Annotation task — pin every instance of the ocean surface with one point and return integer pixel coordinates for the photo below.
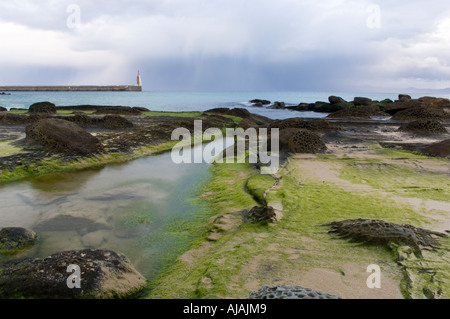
(186, 101)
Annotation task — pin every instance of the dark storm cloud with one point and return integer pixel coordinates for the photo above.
(229, 45)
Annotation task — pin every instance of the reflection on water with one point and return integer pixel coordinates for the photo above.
(120, 207)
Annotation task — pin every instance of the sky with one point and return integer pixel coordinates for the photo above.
(228, 45)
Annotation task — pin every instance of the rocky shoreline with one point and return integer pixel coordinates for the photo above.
(420, 125)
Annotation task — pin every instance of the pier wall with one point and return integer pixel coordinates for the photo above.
(62, 88)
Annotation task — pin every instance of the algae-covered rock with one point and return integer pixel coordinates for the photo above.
(421, 113)
(304, 141)
(43, 107)
(423, 127)
(289, 292)
(63, 136)
(260, 214)
(13, 239)
(104, 274)
(116, 122)
(382, 232)
(438, 149)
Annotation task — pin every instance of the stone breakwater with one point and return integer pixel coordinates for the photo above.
(64, 88)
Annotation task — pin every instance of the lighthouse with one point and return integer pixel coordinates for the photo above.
(139, 82)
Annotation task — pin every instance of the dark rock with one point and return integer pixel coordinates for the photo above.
(423, 127)
(289, 292)
(141, 109)
(302, 107)
(43, 107)
(435, 102)
(216, 120)
(404, 98)
(420, 113)
(63, 136)
(259, 119)
(381, 232)
(105, 274)
(120, 110)
(336, 99)
(116, 122)
(438, 149)
(304, 141)
(359, 113)
(81, 119)
(284, 138)
(397, 106)
(278, 106)
(13, 239)
(364, 101)
(239, 112)
(313, 125)
(11, 118)
(258, 102)
(245, 124)
(219, 110)
(260, 214)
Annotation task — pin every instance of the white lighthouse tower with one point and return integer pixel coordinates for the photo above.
(139, 82)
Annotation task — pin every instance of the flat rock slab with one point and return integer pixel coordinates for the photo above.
(289, 292)
(104, 274)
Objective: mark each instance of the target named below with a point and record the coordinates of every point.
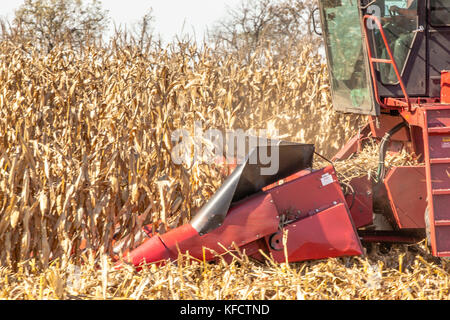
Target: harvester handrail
(391, 60)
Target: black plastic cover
(249, 178)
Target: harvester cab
(387, 60)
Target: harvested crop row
(85, 147)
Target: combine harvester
(387, 60)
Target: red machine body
(310, 208)
(311, 215)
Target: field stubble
(85, 153)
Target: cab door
(346, 57)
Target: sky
(169, 15)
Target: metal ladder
(436, 136)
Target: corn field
(85, 158)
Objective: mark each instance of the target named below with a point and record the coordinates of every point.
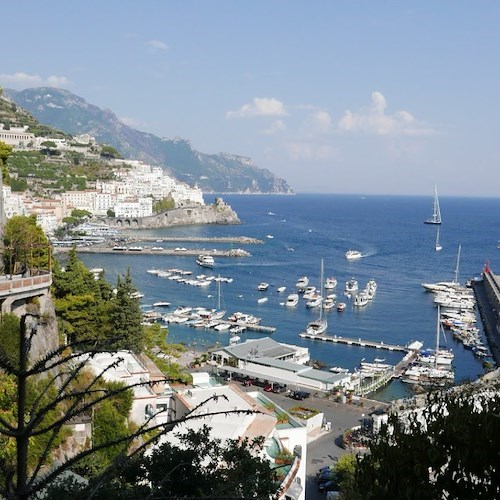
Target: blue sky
(383, 97)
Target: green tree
(25, 244)
(197, 460)
(110, 152)
(449, 449)
(163, 205)
(126, 317)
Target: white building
(18, 137)
(218, 413)
(265, 359)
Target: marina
(398, 260)
(355, 342)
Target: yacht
(292, 300)
(353, 255)
(302, 283)
(205, 260)
(351, 286)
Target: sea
(298, 232)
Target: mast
(458, 264)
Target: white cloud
(157, 45)
(25, 80)
(276, 126)
(374, 120)
(260, 106)
(317, 123)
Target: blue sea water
(398, 252)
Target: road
(326, 448)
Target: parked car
(299, 395)
(332, 485)
(279, 388)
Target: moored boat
(353, 255)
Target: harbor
(356, 342)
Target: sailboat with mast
(438, 244)
(435, 218)
(319, 325)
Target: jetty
(357, 342)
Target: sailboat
(436, 212)
(438, 244)
(319, 325)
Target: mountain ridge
(213, 173)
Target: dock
(357, 342)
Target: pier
(357, 342)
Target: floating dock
(357, 342)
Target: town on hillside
(130, 191)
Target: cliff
(218, 213)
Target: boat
(302, 283)
(330, 283)
(328, 303)
(351, 286)
(319, 325)
(435, 218)
(205, 260)
(438, 244)
(292, 300)
(353, 255)
(361, 299)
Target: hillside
(220, 173)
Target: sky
(335, 96)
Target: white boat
(353, 255)
(302, 283)
(438, 246)
(205, 260)
(319, 325)
(435, 218)
(330, 283)
(351, 286)
(361, 299)
(328, 303)
(292, 300)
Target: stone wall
(218, 213)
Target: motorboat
(292, 300)
(205, 260)
(302, 283)
(351, 286)
(320, 324)
(330, 283)
(353, 255)
(328, 303)
(361, 299)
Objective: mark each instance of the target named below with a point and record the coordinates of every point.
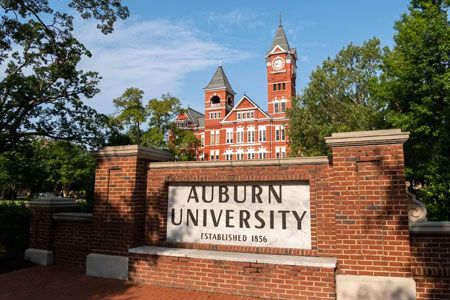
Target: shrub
(14, 227)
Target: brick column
(120, 196)
(372, 234)
(119, 207)
(42, 209)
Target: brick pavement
(57, 282)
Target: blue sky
(175, 46)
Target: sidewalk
(56, 282)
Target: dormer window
(230, 101)
(215, 100)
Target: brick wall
(430, 261)
(320, 200)
(372, 234)
(247, 279)
(119, 205)
(72, 242)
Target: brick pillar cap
(52, 203)
(146, 153)
(364, 138)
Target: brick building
(241, 130)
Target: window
(280, 152)
(262, 134)
(275, 107)
(279, 133)
(212, 139)
(283, 106)
(240, 136)
(251, 136)
(229, 139)
(215, 100)
(214, 154)
(214, 115)
(245, 115)
(217, 137)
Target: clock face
(278, 63)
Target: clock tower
(281, 63)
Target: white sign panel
(262, 215)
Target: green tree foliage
(69, 168)
(47, 166)
(131, 113)
(161, 113)
(183, 144)
(133, 116)
(20, 170)
(339, 97)
(14, 227)
(41, 87)
(416, 86)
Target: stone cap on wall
(364, 138)
(72, 217)
(242, 163)
(146, 153)
(53, 203)
(440, 228)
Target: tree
(416, 86)
(69, 167)
(41, 87)
(21, 171)
(131, 113)
(339, 97)
(161, 113)
(183, 144)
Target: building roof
(219, 81)
(194, 116)
(280, 39)
(247, 98)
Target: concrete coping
(317, 160)
(442, 228)
(146, 153)
(304, 261)
(364, 138)
(52, 202)
(72, 217)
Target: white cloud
(154, 56)
(242, 18)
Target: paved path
(57, 282)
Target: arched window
(215, 100)
(229, 101)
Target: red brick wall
(247, 279)
(72, 242)
(372, 234)
(430, 261)
(119, 205)
(320, 201)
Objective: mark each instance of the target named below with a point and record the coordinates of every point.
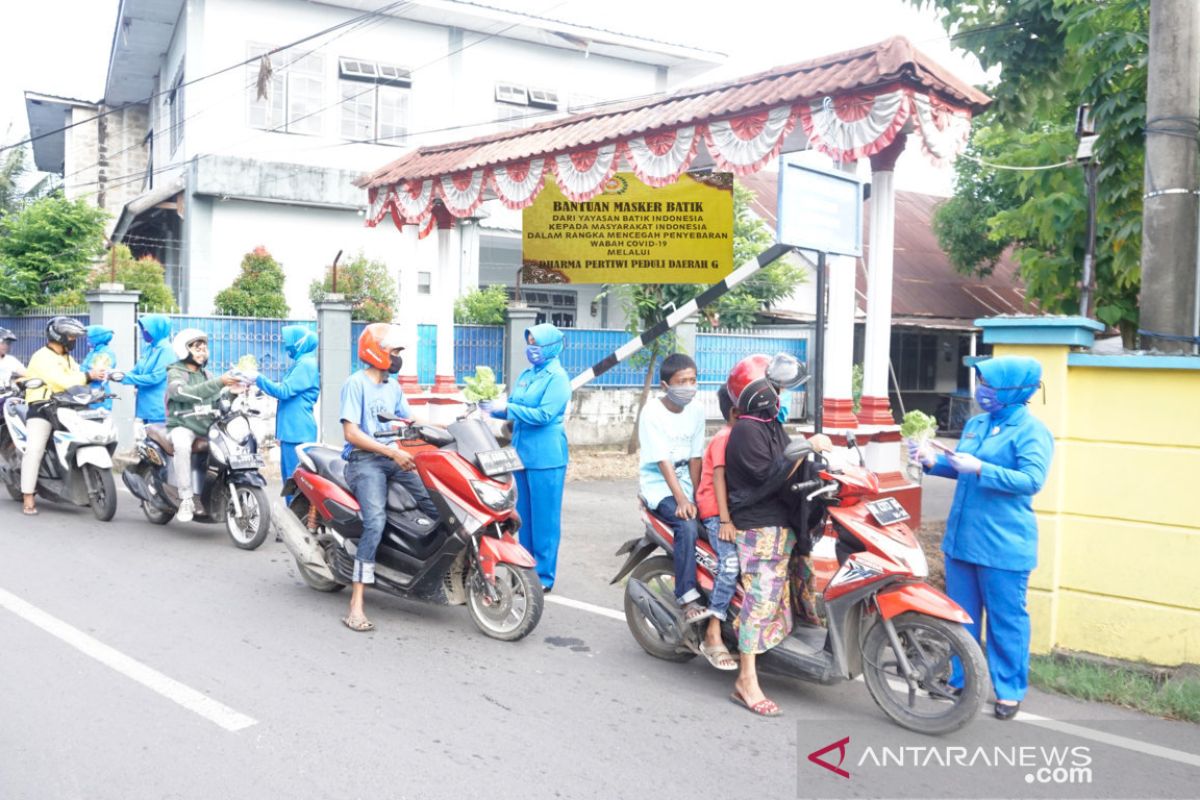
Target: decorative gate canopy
(849, 106)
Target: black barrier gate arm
(682, 313)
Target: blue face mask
(988, 398)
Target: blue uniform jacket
(991, 519)
(149, 374)
(538, 403)
(99, 337)
(298, 391)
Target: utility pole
(1169, 259)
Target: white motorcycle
(77, 467)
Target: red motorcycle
(881, 619)
(469, 557)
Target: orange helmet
(377, 342)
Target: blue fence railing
(477, 346)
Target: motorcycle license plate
(497, 462)
(887, 511)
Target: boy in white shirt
(671, 438)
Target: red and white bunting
(519, 184)
(583, 173)
(659, 158)
(943, 130)
(856, 126)
(463, 192)
(744, 144)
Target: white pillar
(877, 341)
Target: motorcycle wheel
(658, 575)
(250, 530)
(929, 644)
(103, 501)
(156, 516)
(517, 609)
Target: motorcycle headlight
(493, 498)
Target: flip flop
(719, 656)
(763, 708)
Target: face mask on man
(681, 395)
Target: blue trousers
(687, 531)
(999, 597)
(369, 475)
(540, 505)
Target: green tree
(1055, 55)
(257, 290)
(46, 248)
(481, 306)
(144, 275)
(366, 284)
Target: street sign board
(820, 210)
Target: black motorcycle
(227, 482)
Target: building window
(175, 103)
(294, 92)
(375, 101)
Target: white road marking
(131, 668)
(1113, 739)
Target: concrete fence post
(517, 319)
(114, 307)
(335, 359)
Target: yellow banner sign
(631, 233)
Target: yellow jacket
(59, 373)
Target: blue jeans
(726, 578)
(369, 475)
(687, 531)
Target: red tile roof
(889, 62)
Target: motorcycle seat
(157, 432)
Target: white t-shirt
(10, 365)
(673, 438)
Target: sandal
(763, 708)
(719, 656)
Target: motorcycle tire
(882, 675)
(251, 529)
(658, 575)
(156, 516)
(103, 501)
(502, 619)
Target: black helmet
(65, 331)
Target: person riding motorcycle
(189, 385)
(58, 371)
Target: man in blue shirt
(372, 463)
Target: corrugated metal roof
(889, 62)
(925, 284)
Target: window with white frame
(375, 101)
(294, 92)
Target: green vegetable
(918, 425)
(481, 386)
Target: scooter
(227, 481)
(471, 555)
(882, 620)
(77, 467)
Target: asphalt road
(139, 661)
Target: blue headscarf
(1014, 379)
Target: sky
(754, 34)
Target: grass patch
(1174, 695)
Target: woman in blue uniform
(991, 535)
(294, 421)
(537, 407)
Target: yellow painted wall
(1119, 518)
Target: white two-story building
(209, 148)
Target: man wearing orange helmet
(373, 464)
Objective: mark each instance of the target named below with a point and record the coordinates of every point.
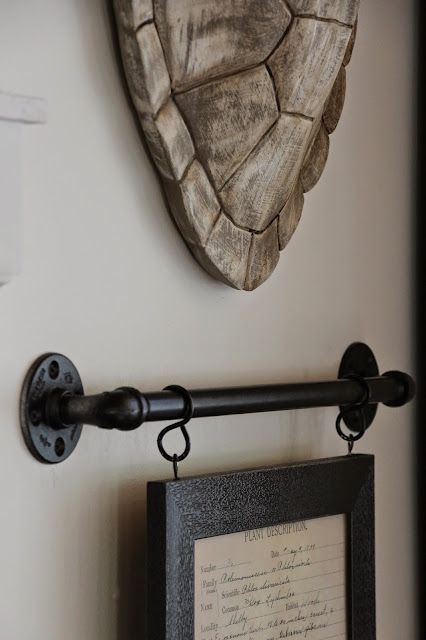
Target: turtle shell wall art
(237, 99)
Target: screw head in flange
(51, 374)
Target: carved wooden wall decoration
(237, 99)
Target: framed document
(268, 554)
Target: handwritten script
(284, 581)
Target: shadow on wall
(131, 622)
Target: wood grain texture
(336, 100)
(236, 99)
(203, 39)
(146, 70)
(315, 160)
(344, 11)
(306, 64)
(228, 246)
(175, 139)
(290, 216)
(196, 197)
(261, 186)
(249, 102)
(263, 257)
(133, 13)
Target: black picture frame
(182, 511)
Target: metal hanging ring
(356, 406)
(189, 412)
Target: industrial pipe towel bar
(54, 409)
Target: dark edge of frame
(182, 511)
(419, 189)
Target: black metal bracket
(53, 408)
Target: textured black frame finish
(182, 511)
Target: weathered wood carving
(237, 99)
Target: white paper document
(280, 582)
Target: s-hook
(359, 407)
(189, 412)
(54, 407)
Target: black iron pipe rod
(127, 409)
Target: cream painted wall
(108, 281)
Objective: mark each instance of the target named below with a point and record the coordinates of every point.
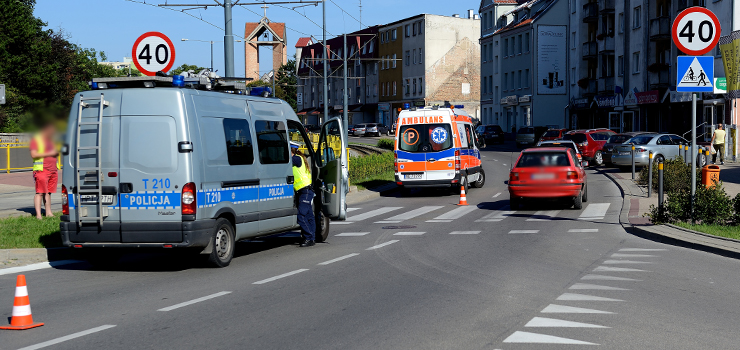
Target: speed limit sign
(696, 31)
(153, 52)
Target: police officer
(304, 195)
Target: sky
(112, 26)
.....
All lines from the one containing "Target: speed limit sign" to the end of the records, both ends included, should be printed exactly and on their own.

• Answer space
Target: speed limit sign
(696, 31)
(153, 52)
Target: police officer
(304, 195)
Target: sky
(112, 26)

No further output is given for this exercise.